Consigne:
Reprenez le texte consacré à Philippe Donnet et poursuivez-le après sa dernière phrase.

Texte à analyser:

————

Philippe Donnet, de rugbyman à la "force tranquille" de Generali
Aux commandes de Generali depuis 2016, Philippe Donnet a dû puiser dans son expérience de rugbyman pour se jeter dans la mêlée et briguer un troisième mandat, face à l'attaque lancée par deux milliardaires qui se sont ligués pour lui barrer la route.
"Si vous avez peur avant le match, vous avez perdu. Si vous sous-estimez l'équipe adverse, vous serez également battus. Il faut prendre les adversaires au sérieux, sans en avoir peur", prônait le PDG du premier assureur italien dans un entretien à la presse allemande en 2018.
Cette recommandation est d'autant plus d'actualité que la compagnie née à Trieste en 1831 affronte aujourd'hui la plus grosse bataille de son histoire, à la fois par ses répercussions internationales que sa véhémence.
Le verdict sur le sort du PDG tombera vendredi: réunis en assemblée générale, les actionnaires devront trancher entre la reconduction de M. Donnet et le candidat du camp dissident, Luciano Cirina, 56 ans, ancien responsable de la région Europe de l'est de Generali.
Le magnat de la construction Francesco Gaetano Caltagirone, 79 ans, qui détient 9,95% de son capital, et son allié Leonardo Del Vecchio, 86 ans, fondateur du fabricant de lunettes Luxottica (8%), reprochent à M. Donnet ni plus ni moins que de ne pas avoir su arrêter "le déclin" de Generali.
M. Donnet, un polytechnicien français âgé de 61 ans, fait en revanche valoir que depuis son arrivée en novembre 2016, le cours du titre a grimpé de 55%, bien au-dessus de la moyenne du secteur, et le rendement des actionnaires s'est accru de 106%.
- Son mantra, le calme -
Peu après son arrivée chez Generali en 2013, en tant que patron de la branche italienne, il avait comparé le groupe à une "force tranquille", en empruntant le slogan inventé par Jacques Séguéla pour la campagne présidentielle de François Mitterrand en 1981.
Encore aujourd'hui, dans son bureau au 39e étage de la Tour Generali à Milan, qui offre une vue imprenable sur les Alpes, un écriteau annonce son mantra, en anglais: "Calm is a superpower" (Le calme est un super pouvoir).

————

Données sources:
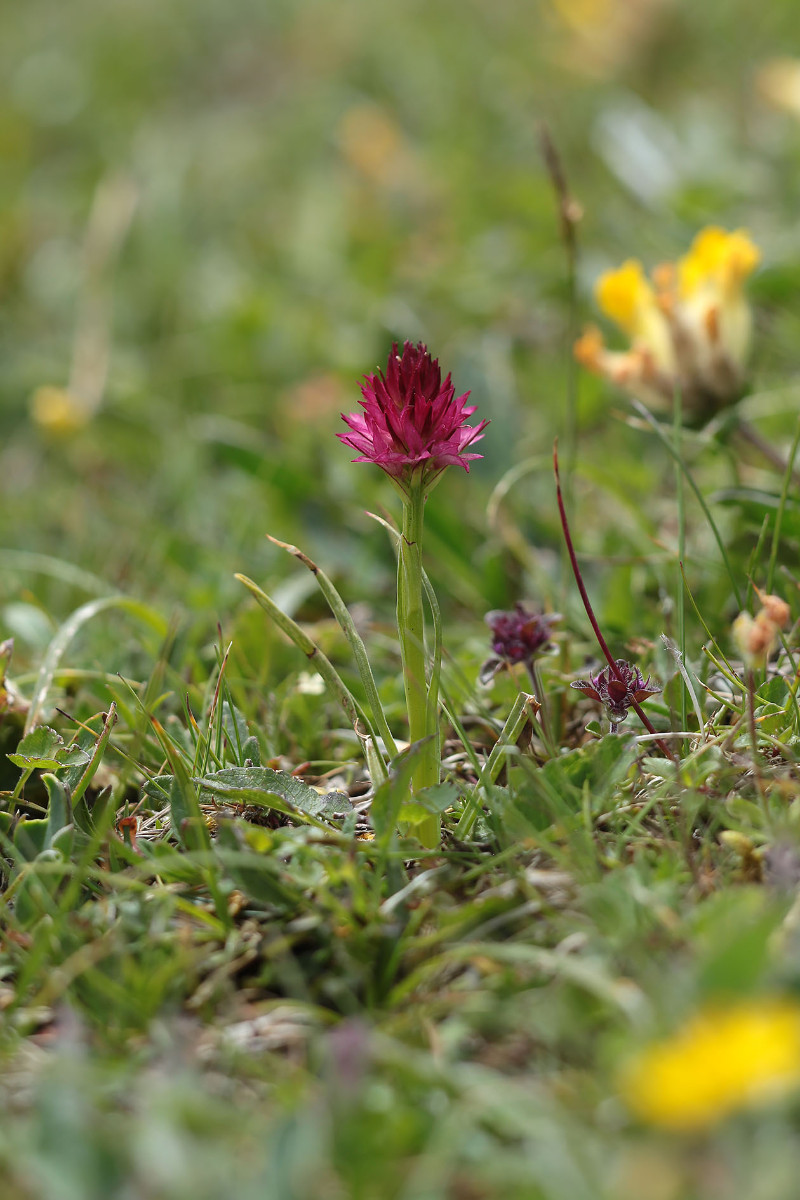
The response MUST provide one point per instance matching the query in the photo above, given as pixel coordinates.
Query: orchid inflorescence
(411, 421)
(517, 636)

————

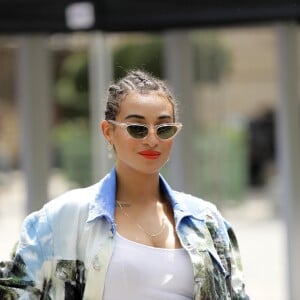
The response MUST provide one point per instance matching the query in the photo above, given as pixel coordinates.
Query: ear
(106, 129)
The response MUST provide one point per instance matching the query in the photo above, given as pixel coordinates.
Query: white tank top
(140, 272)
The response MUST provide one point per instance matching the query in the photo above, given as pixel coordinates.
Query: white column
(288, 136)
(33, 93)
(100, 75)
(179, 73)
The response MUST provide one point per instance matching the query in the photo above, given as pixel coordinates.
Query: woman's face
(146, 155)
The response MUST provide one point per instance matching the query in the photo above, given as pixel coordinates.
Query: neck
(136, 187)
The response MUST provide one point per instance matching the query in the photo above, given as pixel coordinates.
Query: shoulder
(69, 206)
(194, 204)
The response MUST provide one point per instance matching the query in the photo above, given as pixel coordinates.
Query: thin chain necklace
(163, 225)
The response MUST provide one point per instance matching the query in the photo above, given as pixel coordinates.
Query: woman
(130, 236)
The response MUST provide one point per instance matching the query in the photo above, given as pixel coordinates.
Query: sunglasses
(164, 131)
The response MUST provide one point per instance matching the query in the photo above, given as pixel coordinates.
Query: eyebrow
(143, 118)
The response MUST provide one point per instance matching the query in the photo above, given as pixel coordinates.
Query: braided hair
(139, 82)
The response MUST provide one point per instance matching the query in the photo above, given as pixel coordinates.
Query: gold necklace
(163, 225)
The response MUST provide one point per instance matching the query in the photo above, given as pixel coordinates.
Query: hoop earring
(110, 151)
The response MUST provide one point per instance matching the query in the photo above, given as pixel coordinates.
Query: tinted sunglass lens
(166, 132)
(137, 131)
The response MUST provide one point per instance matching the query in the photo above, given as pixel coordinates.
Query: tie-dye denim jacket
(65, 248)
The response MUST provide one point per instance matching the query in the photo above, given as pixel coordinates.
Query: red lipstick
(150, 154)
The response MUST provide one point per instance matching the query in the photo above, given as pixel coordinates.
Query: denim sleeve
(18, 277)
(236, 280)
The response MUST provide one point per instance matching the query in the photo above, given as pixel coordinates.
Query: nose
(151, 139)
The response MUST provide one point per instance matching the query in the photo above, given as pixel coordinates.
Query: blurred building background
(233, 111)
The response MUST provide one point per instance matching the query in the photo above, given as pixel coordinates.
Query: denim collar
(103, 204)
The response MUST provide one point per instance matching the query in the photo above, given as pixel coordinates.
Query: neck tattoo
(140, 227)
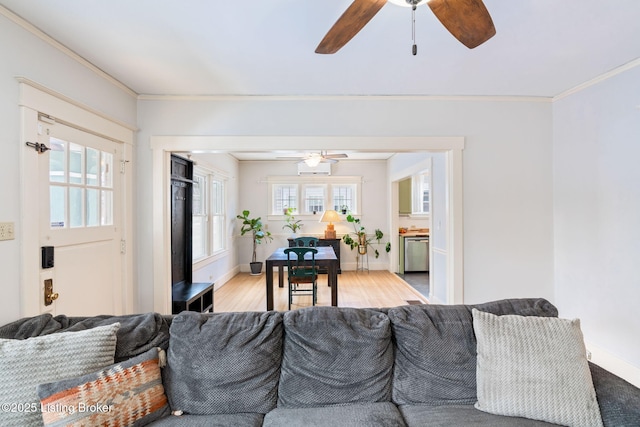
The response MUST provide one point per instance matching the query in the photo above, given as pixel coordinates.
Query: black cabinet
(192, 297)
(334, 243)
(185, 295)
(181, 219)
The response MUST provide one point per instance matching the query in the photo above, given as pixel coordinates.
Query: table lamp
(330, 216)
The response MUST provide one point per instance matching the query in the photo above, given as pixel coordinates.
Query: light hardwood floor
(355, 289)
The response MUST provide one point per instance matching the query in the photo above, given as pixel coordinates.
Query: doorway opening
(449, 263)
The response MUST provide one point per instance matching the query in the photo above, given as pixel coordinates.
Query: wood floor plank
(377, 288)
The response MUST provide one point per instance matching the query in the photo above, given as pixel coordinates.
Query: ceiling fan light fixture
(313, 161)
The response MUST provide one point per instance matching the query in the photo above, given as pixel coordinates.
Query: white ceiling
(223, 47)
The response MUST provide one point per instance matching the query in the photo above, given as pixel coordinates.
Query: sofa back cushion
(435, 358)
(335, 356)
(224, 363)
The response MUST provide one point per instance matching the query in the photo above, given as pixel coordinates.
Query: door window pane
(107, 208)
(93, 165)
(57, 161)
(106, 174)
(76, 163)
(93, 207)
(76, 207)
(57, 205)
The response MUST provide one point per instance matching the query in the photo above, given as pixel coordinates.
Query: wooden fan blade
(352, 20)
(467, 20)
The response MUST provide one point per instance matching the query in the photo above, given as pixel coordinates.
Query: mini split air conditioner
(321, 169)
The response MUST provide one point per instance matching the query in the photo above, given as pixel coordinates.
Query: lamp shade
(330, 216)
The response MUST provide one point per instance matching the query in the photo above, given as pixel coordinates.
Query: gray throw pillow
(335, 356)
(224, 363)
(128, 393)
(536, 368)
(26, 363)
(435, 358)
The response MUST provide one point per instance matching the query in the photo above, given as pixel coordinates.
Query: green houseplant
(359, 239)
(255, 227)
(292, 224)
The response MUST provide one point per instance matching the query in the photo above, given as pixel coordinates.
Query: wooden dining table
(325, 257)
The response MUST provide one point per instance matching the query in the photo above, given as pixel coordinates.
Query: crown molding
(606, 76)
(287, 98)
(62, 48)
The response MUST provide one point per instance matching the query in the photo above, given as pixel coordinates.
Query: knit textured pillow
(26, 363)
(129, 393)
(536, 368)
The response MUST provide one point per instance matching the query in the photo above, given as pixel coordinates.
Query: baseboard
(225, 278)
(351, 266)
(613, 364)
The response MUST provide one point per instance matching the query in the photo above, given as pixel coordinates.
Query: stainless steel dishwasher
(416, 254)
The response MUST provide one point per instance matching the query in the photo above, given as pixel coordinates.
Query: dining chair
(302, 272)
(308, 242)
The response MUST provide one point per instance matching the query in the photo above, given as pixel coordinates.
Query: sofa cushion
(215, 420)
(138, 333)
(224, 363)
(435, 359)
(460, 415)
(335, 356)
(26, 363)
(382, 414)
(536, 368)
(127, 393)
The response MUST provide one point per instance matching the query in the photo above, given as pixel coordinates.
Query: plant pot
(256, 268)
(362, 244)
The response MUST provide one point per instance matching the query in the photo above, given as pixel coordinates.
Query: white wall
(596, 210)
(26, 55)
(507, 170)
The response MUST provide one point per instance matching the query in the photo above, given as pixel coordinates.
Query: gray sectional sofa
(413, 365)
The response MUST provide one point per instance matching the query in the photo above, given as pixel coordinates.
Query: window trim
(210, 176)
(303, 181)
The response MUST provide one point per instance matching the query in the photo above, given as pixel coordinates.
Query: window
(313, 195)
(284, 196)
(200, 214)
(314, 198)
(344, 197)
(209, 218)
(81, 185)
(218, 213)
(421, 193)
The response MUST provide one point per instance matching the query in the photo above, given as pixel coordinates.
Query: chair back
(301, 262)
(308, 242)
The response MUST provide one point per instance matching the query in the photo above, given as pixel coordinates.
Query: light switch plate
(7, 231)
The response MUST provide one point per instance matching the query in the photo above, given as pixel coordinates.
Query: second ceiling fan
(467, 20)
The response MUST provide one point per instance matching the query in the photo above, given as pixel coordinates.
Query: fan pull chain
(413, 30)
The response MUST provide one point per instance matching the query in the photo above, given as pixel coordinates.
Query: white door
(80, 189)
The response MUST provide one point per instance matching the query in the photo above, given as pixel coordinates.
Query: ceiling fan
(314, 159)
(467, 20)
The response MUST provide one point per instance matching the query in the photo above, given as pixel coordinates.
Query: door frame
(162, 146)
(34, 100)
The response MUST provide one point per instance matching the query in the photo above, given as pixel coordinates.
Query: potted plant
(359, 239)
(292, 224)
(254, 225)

————

Réponse à l'exercice:
"Je ne suis pas un émotif", a-t-il assuré dans un entretien au journal La Repubblica. Mais il n'est pas près d'oublier la "trahison" de Luciano Cirina: "quand on pense que le 8 mars Cirina était en Europe de l'Est pour présenter le plan" stratégique élaboré conjointement, "et le 15 mars il apparaît dans la liste de Caltagirone".
Ancien pilier du Paris université club (PUC), Philippe Donnet a appliqué, selon ses proches collaborateurs, les valeurs fondamentales du rugby comme le travail d'équipe et la discipline à son style de management.
- Souci de l'indépendance -
Il n'en est pas à son premier défi: peu après son ascension au poste de PDG, la presse italienne bruissait de rumeurs concernant une éventuelle offre publique d'achat (OPA) préparée en catimini par son ancien employeur, l'assureur français Axa.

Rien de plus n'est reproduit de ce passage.